::: Texte fourni :::

Depuis la chute de la république, les armées avaient toujours disputé au sénat et au peuple le droit de disposer du trône. A cette époque, une contestation tout opposée s’éleva entre eux : la crainte des discordes civiles et de l’anarchie militaire frappait tous les esprits. Tous les chefs de l’armée résolurent unanimement de déférer au sénat la nomination d’un empereur ; et le sénat à son tour, convaincu que le sceptre ne serait qu’un honneur illusoire s’il n’était reconnu et appuyé par la force, craignit de faire un choix désapprouvé par les troupes, et chargea l’armée de donner un chef à l’empire. Ces refus mutuels se prolongèrent pendant huit mois, et ce qui est encore plus singulier que cet étrange combat, c’est que durant cet interrègne aucun désordre ne troubla la paix de l’empire. On eût dit que du fond de son tombeau l’ombre imposante d’Aurélien maintenait l’ordre, contenait les factions et ordonnait l’obéissance.

Enfin le consul Cornificius Gordianius ayant représenté aux sénateurs l’impossibilité de laisser plus longtemps sans chef un empire si vaste, dont les barbares menaçaient de tous cotés les frontières, les suffrages se réunirent en faveur de Tacite, personnage consulaire, vieillard vénérable. Il s’était distingué dans sa jeunesse par son courage, dans son âge mûr par sa sagesse : son caractère était doux et grave, son esprit éclairé et modeste, ses mœurs simples et pures. Il se défendit longtemps d’accepter le fardeau dont on voulait le charger : Craignez pères conscrits, disait-il, en choisissant un vieillard d’attirer des revers à l’empire, et de m’exposer moi-même à une fin tragique que jusqu’à présent ma fortune et ma prudence m’ont fait éviter. — Les suffrages du sénat, lui répondit Métius Falconius, prouvent sa sagesse ; nous avons choisi un empereur dont l’âge nous assure qu’il nous gouvernera en père ; son expérience ne nous laisse craindre aucune démarche violente et inconsidérée, et nous sommes certains, Tacite, que vous réglerez toujours votre conduite sur celle que vous auriez conseillée aux princes sous lesquels vous avez vécu. En vain nous objecterez-vous la faiblesse et les infirmités de votre âge : souvenez-vous du mot de Sévère : ce ne sont point les pieds, c’est la tête qui gouverne ; nous avons besoin de votre âme, et non de votre corps. Régnez donc, Tacite Auguste ; mais je vous en conjure, ne donnez point le titre de César à vos enfants ; ils sont les héritiers de votre patrimoine, et non de l’empire ; vous ne devez pas disposer du sénat et du peuple romain comme de vos fermes et de vos esclaves ; imitez Nerva, Trajan, Adrien ; choisissez, adoptez un successeur digne de vous et de nous ; préférez les intérêts de l’état à ceux de votre famille.

::: Extraits de lignes :::

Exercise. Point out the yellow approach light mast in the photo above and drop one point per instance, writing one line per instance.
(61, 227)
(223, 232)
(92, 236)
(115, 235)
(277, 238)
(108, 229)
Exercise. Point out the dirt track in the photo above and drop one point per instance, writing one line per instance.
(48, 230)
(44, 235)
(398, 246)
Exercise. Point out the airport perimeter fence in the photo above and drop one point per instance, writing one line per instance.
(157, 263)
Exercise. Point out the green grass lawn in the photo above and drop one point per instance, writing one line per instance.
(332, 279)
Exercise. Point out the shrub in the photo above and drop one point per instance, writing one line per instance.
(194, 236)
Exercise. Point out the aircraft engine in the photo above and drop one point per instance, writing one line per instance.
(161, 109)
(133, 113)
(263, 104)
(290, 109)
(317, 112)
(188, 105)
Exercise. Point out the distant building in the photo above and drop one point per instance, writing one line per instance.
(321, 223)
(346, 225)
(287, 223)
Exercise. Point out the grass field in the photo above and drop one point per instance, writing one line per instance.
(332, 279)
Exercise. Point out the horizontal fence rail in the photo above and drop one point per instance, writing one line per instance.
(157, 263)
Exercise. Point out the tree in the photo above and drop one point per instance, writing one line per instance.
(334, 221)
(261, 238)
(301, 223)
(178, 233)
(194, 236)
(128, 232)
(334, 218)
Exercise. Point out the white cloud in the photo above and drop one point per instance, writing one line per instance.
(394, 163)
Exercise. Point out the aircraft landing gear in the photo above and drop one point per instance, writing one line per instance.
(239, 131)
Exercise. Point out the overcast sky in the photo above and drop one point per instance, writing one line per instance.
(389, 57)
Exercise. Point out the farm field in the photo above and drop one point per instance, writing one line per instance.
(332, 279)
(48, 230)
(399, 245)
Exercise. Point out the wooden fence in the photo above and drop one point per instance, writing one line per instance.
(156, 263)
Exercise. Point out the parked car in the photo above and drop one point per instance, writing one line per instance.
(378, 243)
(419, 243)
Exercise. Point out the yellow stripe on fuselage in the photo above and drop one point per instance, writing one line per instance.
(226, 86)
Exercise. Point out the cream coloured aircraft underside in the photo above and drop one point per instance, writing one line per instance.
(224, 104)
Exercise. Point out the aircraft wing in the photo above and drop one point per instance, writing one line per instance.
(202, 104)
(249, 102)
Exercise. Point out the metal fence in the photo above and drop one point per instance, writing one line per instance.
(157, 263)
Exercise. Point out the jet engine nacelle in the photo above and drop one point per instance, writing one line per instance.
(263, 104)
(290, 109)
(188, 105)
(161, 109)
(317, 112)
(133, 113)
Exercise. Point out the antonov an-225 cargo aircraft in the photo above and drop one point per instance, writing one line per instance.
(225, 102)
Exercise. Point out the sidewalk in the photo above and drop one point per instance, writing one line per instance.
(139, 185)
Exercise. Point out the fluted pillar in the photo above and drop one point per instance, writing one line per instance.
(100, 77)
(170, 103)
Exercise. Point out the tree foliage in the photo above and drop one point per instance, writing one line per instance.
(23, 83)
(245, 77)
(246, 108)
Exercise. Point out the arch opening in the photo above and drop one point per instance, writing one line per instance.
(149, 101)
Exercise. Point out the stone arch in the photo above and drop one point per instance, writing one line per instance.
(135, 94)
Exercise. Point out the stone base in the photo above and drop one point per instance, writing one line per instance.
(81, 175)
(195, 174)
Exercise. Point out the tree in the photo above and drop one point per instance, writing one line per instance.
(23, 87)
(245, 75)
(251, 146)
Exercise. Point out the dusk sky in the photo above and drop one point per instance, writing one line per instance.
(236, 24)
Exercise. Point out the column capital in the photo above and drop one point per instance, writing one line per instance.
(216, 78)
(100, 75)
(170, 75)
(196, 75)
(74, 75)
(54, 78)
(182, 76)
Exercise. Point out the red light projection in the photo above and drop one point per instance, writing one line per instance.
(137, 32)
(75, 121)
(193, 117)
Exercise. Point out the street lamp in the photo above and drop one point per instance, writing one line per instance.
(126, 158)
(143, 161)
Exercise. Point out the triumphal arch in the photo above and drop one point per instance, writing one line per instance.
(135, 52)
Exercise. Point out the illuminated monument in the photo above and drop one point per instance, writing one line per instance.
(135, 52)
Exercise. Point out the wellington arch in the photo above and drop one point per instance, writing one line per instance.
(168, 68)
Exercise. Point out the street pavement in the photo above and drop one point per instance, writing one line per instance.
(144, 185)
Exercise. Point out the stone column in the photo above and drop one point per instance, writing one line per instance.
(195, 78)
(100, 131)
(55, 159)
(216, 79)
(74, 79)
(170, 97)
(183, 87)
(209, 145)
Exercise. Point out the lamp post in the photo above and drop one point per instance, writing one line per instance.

:::

▸ Consigne:
Indiquez pendant combien de temps se prolongèrent les refus mutuels de l'armée et du sénat selon le texte sur l'élection de Tacite.

▸ Réponse attendue:
Ils se prolongèrent pendant huit mois.